**JOB:**
Revise the entries below by replacing "one point per line" with "one point on each line" and keeping every other word unchanged. Omit the pictures from your answer.

## begin EXERCISE MATERIAL

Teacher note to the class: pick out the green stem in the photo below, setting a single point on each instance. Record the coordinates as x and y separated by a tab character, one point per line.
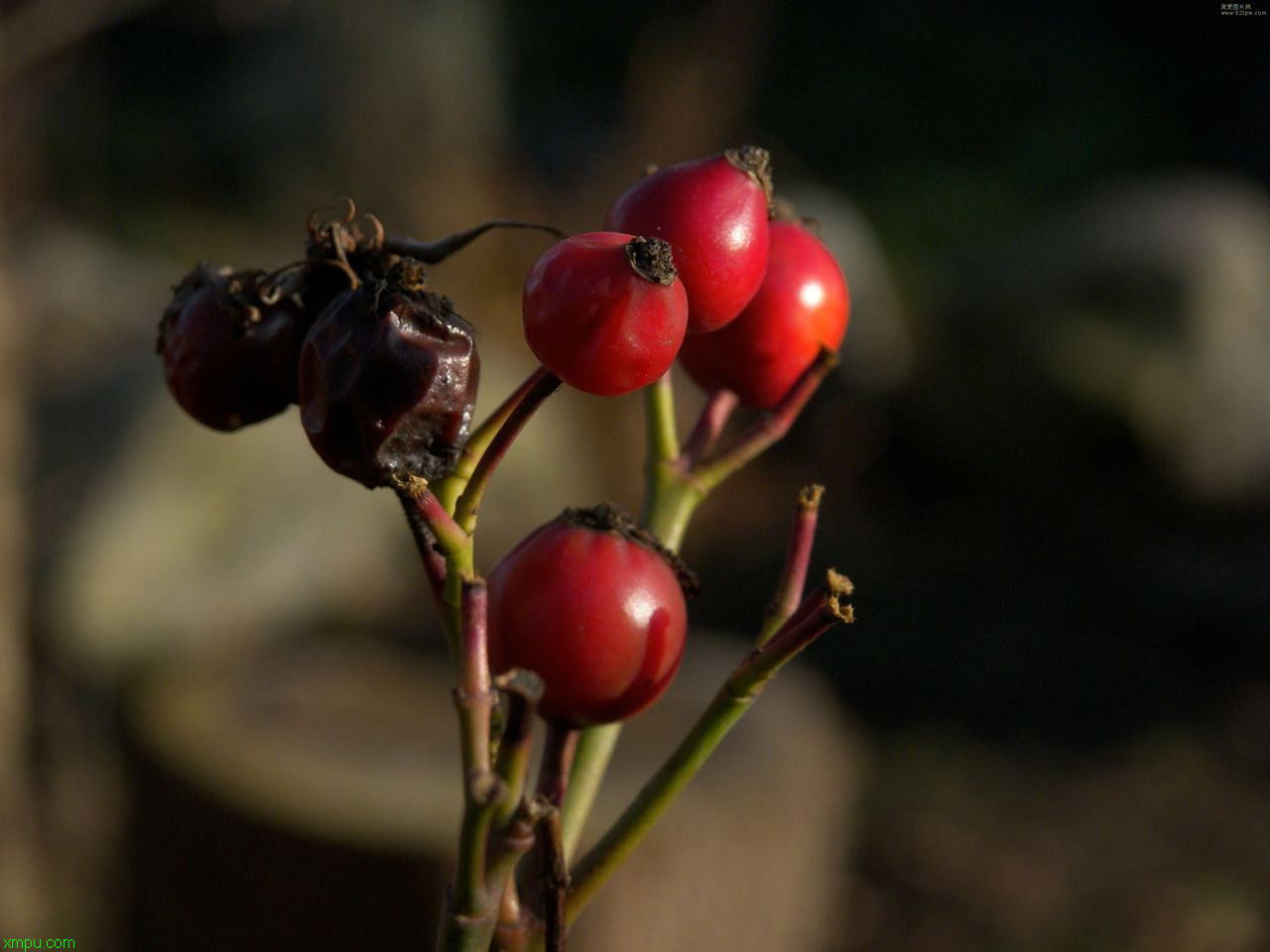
767	428
667	509
451	486
589	763
733	698
798	557
467	508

## end EXERCISE MATERIAL

**FINAL RESULT:**
Teacher note to the class: pick out the green stem in the photo below, setting a single point on each instance. Record the coordinates as x and y separated by a tab character, one point on each line.
767	428
667	509
451	486
589	763
733	698
798	557
467	508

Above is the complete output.